▶ **Short task**
Can you write out the items below as a numbered list, skipping any blank lines?

▶ **Data rows**
------------
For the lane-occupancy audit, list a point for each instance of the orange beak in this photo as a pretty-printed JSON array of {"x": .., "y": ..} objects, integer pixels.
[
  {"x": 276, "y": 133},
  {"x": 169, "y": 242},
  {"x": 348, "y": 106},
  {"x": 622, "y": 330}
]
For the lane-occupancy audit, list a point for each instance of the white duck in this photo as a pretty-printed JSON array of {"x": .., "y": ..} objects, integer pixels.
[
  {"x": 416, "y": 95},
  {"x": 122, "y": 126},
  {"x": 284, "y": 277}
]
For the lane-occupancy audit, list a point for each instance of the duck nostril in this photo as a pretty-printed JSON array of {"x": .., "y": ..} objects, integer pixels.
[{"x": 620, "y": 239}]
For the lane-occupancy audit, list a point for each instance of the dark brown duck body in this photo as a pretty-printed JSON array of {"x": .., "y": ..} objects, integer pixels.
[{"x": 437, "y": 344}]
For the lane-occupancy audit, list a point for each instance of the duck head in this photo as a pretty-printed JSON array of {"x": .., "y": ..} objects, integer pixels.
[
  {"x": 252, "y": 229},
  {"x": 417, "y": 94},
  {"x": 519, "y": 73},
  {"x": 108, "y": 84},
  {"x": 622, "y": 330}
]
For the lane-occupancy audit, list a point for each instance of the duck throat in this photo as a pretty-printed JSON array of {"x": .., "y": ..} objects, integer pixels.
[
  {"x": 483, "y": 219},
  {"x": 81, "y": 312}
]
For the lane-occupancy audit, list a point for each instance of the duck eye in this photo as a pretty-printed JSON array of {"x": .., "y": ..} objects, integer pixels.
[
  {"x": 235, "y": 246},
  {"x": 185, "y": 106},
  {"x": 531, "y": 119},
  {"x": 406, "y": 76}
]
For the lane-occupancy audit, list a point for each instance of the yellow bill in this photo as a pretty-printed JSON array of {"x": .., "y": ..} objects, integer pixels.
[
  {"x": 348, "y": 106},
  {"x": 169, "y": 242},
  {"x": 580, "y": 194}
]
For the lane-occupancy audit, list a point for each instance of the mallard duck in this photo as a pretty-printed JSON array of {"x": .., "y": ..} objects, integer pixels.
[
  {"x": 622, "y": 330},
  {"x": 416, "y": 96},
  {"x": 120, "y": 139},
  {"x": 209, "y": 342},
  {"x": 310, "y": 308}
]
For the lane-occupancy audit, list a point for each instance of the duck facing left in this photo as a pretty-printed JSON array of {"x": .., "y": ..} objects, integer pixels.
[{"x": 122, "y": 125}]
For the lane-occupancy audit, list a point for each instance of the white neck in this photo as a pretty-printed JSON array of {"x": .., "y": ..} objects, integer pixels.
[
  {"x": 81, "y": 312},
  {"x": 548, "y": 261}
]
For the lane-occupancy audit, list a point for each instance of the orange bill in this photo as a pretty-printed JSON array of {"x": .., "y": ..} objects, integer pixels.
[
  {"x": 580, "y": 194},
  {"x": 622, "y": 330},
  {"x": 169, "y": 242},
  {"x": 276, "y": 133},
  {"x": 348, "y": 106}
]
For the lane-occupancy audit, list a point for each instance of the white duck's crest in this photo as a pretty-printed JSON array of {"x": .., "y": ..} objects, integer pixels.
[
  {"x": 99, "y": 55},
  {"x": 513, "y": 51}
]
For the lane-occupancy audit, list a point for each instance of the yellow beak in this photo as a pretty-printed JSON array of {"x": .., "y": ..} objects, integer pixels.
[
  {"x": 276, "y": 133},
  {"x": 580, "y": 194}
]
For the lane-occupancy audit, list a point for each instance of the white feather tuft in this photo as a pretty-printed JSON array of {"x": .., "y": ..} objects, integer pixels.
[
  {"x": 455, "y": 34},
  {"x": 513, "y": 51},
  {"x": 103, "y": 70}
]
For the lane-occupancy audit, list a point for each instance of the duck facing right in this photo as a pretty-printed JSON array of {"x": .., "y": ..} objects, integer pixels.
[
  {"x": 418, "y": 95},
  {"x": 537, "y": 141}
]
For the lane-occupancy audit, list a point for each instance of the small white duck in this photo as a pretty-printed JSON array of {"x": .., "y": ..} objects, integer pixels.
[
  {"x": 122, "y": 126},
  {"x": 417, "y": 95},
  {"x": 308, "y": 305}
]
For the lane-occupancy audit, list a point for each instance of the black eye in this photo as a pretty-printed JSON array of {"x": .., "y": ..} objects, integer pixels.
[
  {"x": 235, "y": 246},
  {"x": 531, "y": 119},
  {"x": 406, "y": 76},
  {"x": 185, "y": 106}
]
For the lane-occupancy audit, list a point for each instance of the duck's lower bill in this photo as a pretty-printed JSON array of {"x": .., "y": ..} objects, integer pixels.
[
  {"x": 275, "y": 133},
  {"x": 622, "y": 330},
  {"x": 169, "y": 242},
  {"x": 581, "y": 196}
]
------------
▶ **The completed task**
1. For the lane-occupancy audit, list a point for each instance of the orange beak in this photo as a pretty-printed JSON array of {"x": .., "y": ..} objects, integer pixels.
2. [
3.   {"x": 276, "y": 133},
4.   {"x": 169, "y": 242},
5.   {"x": 348, "y": 106},
6.   {"x": 622, "y": 330}
7. ]
8. For the lane-occupancy audit, list a point for each instance of the white duck in this photo as a pretty-printed JSON array of {"x": .., "y": ..} objects, integer pixels.
9. [
10.   {"x": 416, "y": 95},
11.   {"x": 122, "y": 126},
12.   {"x": 284, "y": 277}
13. ]
14. For the lane-occupancy audit, list a point for each instance of the duck nostril in this photo as a pretty-printed JSON array of {"x": .., "y": ..} objects, integer pixels.
15. [{"x": 620, "y": 239}]
16. For the lane-occupancy audit, list a point for each instance of the dark brown duck body in this photo as a pretty-printed JSON array of {"x": .., "y": ..} objects, integer pixels.
17. [{"x": 437, "y": 344}]
18. For the lane-occupancy audit, list a point for each instance of the duck head in this photo as a pretty-printed JSON array of {"x": .., "y": ..} objects, integer pixels.
19. [
20.   {"x": 252, "y": 229},
21.   {"x": 417, "y": 94},
22.   {"x": 519, "y": 73},
23.   {"x": 108, "y": 84},
24.   {"x": 622, "y": 330}
25. ]
26. For the lane-occupancy audit, list a point for each instance of the duck throat in this photo as a pretty-printed JSON array of {"x": .., "y": ..} objects, integer pixels.
27. [
28.   {"x": 483, "y": 219},
29.   {"x": 81, "y": 312}
30. ]
31. For the lane-occupancy audit, list a point for each instance of the duck eye in this photo as a pretty-printed JSON array of {"x": .., "y": ..} objects, integer pixels.
32. [
33.   {"x": 235, "y": 246},
34.   {"x": 185, "y": 106},
35.   {"x": 531, "y": 119},
36.   {"x": 406, "y": 76}
37. ]
38. For the lane-occupancy audit, list a point for each instance of the yellow bill in this photo as a pretty-printed JSON array of {"x": .., "y": ..} objects, integer pixels.
39. [
40.   {"x": 348, "y": 106},
41.   {"x": 169, "y": 242},
42.   {"x": 580, "y": 194}
43. ]
44. For the lane-occupancy audit, list a point for each instance of the mallard duck in this photo as a pretty-printed JSON array of {"x": .., "y": ..} objects, integer pixels.
45. [
46.   {"x": 622, "y": 330},
47.   {"x": 416, "y": 96},
48.   {"x": 120, "y": 139},
49.   {"x": 209, "y": 342},
50.   {"x": 310, "y": 308}
51. ]
52. For the lane-occupancy audit, list a point for each instance of the duck facing left in this photo as a pretty-printed JSON array of {"x": .., "y": ..} objects, integer pixels.
53. [{"x": 122, "y": 125}]
54. For the lane-occupancy audit, list a point for each instance of the white neck in this photo as a pretty-printed JSON array of {"x": .., "y": ..} objects, integer pixels.
55. [
56.   {"x": 81, "y": 312},
57.   {"x": 548, "y": 261}
58. ]
59. For the lane-occupancy audit, list a point for each instance of the orange bill in this photo as a pretty-printed JSON array of {"x": .., "y": ..} objects, integer pixels.
60. [
61.   {"x": 580, "y": 194},
62.   {"x": 622, "y": 330},
63.   {"x": 169, "y": 242},
64.   {"x": 276, "y": 133},
65.   {"x": 348, "y": 106}
66. ]
67. For the lane-occupancy audit, list a point for each instance of the white duck's crest in this photo as a pretty-printed JSON array of {"x": .., "y": ..} objects, integer pixels.
68. [
69.   {"x": 99, "y": 55},
70.   {"x": 513, "y": 51}
71. ]
72. For the lane-occupancy audit, list a point for each instance of the yellow beak in this photo as a pretty-printed JSON array of {"x": .., "y": ..} objects, integer pixels.
73. [
74.   {"x": 276, "y": 133},
75.   {"x": 580, "y": 194}
76. ]
77. For the lane-occupancy audit, list a point for each instance of the white feather tuft in this photo as a pretty-printed JSON array of {"x": .., "y": ..} objects, integer pixels.
78. [
79.   {"x": 455, "y": 34},
80.   {"x": 513, "y": 51},
81.   {"x": 103, "y": 70}
82. ]
83. For the lane-occupancy audit, list a point for each instance of the duck facing right in this photo as a pretty-printed JSON array of {"x": .., "y": ..} objects, integer pixels.
84. [
85.   {"x": 418, "y": 95},
86.   {"x": 537, "y": 141}
87. ]
88. For the lane-occupancy audit, list a point for each instance of the small white duck in this photo as a pretty-printed JSON array of {"x": .., "y": ..} objects, integer pixels.
89. [
90.   {"x": 122, "y": 126},
91.   {"x": 417, "y": 95},
92.   {"x": 308, "y": 305}
93. ]
94. For the lane-occupancy audit, list a point for each instance of the black eye in this photo as a pretty-printed JSON array of {"x": .., "y": ..} objects, integer pixels.
95. [
96.   {"x": 235, "y": 246},
97.   {"x": 531, "y": 119},
98.   {"x": 406, "y": 76},
99.   {"x": 185, "y": 106}
100. ]
101. For the lane-occupancy audit, list a point for each instance of the duck's lower bill in this photo as a pretty-printed JSON array of {"x": .., "y": ..} objects, integer pixels.
102. [
103.   {"x": 275, "y": 133},
104.   {"x": 622, "y": 330},
105.   {"x": 169, "y": 242},
106.   {"x": 581, "y": 196}
107. ]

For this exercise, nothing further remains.